TASK INSTRUCTIONS | Please render the records as a two-column CSV headed instruction and answer, with one row per record, covering everything from the line containing "Autonomous forklift vision pipeline — detect the water" down to the line containing "88,0,738,72". Put each record's text and its answer in a single quoted field each, with line breaks replaced by spaces.

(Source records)
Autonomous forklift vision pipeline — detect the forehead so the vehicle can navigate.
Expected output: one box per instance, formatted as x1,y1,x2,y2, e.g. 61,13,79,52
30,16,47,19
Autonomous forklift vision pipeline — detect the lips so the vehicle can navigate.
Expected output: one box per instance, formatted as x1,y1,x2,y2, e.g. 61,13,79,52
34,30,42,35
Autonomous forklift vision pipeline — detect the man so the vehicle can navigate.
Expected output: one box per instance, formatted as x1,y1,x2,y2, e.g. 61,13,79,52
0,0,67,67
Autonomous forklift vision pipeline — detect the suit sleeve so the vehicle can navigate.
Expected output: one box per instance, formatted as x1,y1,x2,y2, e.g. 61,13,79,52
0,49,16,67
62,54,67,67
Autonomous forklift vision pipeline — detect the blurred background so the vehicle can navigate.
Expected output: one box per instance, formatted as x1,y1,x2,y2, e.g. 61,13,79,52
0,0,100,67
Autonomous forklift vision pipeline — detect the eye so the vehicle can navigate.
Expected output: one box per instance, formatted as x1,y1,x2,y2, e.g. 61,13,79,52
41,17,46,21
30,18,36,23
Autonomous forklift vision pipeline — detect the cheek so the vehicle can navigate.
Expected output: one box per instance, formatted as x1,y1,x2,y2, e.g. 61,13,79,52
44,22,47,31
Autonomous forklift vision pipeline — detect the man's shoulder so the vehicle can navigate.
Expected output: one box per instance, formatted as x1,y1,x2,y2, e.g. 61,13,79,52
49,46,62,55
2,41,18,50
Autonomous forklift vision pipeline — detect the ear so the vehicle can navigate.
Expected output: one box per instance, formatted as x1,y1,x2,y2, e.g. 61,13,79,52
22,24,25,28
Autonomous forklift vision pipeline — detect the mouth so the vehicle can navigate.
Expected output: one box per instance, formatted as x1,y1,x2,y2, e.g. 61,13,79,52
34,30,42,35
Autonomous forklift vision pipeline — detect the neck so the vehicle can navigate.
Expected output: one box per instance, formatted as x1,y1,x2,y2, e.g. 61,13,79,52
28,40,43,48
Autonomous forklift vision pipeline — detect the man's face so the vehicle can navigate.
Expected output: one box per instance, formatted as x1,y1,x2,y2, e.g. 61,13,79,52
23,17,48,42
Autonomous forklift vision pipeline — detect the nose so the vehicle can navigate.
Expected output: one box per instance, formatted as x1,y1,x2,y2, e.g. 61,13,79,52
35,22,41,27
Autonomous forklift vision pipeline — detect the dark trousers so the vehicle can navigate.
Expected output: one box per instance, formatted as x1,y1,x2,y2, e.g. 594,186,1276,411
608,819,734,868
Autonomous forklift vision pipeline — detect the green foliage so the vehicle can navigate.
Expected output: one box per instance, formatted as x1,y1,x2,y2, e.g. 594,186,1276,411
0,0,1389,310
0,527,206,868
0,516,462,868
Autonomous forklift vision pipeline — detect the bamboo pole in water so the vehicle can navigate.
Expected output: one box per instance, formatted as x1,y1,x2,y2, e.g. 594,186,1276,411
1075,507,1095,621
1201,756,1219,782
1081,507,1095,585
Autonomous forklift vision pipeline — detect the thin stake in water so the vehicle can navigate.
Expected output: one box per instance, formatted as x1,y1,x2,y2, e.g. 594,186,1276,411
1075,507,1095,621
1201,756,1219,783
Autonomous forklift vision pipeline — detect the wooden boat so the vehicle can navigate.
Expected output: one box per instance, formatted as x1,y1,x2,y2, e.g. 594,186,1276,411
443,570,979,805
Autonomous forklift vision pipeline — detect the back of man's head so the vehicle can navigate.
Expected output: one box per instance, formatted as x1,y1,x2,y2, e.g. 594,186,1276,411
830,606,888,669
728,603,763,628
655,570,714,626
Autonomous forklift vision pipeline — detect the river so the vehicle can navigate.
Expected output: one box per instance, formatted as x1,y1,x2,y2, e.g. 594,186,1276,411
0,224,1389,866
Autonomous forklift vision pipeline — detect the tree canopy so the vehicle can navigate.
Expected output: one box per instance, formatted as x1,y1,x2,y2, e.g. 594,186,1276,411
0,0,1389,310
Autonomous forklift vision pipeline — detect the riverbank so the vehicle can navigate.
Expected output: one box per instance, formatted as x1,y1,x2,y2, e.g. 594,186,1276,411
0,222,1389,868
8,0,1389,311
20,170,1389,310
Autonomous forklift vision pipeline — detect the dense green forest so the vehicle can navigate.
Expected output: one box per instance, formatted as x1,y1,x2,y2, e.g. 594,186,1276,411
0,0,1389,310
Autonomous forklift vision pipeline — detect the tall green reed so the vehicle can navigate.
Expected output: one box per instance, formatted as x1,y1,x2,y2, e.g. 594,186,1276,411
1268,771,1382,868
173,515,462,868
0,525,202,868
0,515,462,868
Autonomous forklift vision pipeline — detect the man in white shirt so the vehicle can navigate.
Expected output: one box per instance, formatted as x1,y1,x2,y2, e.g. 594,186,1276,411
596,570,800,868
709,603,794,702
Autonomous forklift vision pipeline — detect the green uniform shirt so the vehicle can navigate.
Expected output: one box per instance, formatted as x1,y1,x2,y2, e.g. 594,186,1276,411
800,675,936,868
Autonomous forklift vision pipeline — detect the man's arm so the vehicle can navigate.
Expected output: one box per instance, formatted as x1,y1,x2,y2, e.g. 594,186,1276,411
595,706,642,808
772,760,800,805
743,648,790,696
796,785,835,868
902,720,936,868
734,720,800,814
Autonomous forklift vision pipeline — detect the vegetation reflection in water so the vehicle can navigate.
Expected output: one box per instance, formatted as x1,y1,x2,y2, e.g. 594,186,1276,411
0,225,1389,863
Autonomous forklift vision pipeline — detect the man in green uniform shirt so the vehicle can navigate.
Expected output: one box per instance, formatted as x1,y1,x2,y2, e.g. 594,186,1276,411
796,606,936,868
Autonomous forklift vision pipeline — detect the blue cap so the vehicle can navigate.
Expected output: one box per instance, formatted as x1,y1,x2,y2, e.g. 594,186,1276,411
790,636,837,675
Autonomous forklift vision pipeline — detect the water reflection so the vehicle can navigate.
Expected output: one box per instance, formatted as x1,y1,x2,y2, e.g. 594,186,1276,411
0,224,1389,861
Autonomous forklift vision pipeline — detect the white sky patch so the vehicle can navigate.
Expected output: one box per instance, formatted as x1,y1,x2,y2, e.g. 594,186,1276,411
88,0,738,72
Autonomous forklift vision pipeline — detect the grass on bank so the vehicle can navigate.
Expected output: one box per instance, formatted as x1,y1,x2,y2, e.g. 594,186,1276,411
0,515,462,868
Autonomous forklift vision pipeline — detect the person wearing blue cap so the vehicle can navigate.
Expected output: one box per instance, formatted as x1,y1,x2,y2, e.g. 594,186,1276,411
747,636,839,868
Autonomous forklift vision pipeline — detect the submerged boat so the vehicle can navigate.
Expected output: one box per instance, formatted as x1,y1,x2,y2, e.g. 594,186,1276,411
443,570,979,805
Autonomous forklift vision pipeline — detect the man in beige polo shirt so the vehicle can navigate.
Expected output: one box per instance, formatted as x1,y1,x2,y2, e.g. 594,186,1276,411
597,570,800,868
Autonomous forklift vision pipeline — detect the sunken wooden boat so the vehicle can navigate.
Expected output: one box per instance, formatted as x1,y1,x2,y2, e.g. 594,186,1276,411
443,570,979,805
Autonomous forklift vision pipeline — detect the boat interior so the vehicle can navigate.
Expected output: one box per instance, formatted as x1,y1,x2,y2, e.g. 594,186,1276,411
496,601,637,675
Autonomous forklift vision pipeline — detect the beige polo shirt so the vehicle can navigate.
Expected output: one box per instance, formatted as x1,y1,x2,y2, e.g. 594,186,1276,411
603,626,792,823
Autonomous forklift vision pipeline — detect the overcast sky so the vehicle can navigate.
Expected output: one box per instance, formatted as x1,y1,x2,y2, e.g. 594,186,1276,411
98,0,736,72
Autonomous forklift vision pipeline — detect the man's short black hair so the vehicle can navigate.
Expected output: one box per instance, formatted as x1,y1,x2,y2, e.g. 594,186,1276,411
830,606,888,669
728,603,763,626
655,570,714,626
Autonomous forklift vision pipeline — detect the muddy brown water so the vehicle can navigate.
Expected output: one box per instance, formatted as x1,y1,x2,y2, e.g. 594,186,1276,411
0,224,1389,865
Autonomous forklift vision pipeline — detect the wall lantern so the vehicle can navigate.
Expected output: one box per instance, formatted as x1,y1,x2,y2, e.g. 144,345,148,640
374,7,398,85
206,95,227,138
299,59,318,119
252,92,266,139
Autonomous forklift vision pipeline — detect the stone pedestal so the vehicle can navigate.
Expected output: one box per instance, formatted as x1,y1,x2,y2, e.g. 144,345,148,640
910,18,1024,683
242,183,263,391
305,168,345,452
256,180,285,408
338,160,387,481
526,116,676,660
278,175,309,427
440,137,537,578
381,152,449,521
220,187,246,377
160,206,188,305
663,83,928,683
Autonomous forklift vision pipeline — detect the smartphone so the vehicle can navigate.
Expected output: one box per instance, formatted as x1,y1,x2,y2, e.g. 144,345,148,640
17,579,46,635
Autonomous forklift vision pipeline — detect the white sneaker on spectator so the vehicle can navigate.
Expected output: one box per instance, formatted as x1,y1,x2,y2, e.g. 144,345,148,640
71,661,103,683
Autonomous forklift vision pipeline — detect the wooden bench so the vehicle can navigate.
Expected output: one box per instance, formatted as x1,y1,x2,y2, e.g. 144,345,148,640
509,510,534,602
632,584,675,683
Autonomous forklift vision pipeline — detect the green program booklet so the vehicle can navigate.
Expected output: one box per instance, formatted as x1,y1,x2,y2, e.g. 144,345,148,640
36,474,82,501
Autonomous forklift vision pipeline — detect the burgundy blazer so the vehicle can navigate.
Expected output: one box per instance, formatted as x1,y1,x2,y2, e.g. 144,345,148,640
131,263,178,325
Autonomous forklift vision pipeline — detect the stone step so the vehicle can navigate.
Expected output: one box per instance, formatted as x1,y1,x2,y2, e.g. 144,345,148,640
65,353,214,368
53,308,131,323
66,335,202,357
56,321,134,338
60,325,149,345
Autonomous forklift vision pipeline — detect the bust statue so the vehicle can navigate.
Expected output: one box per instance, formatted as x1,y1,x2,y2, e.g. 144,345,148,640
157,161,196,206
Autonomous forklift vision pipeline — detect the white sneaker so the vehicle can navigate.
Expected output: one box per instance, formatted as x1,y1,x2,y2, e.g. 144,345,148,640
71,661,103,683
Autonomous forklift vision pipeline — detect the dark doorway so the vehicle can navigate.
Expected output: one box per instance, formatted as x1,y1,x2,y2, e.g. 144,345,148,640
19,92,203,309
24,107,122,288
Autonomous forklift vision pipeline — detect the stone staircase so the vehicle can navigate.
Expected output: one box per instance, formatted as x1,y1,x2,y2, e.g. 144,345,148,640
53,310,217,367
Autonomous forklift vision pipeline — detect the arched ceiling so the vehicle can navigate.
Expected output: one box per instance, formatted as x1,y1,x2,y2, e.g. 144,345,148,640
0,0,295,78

EXERCISE ANSWER |
instruction,answer
"Autonomous forklift vision pipeline — detect the water reflection so the vehicle can navigate. Expected output: one box per instance, formatted as x1,y1,x2,y2, e.g. 594,186,1276,411","0,224,1389,861"
"Autonomous forklift vision pipeline — detect the white sky patch so the vehicle can navigate. Expected output: one box per instance, formatted as x1,y1,x2,y2, e.g. 594,186,1276,411","88,0,738,72"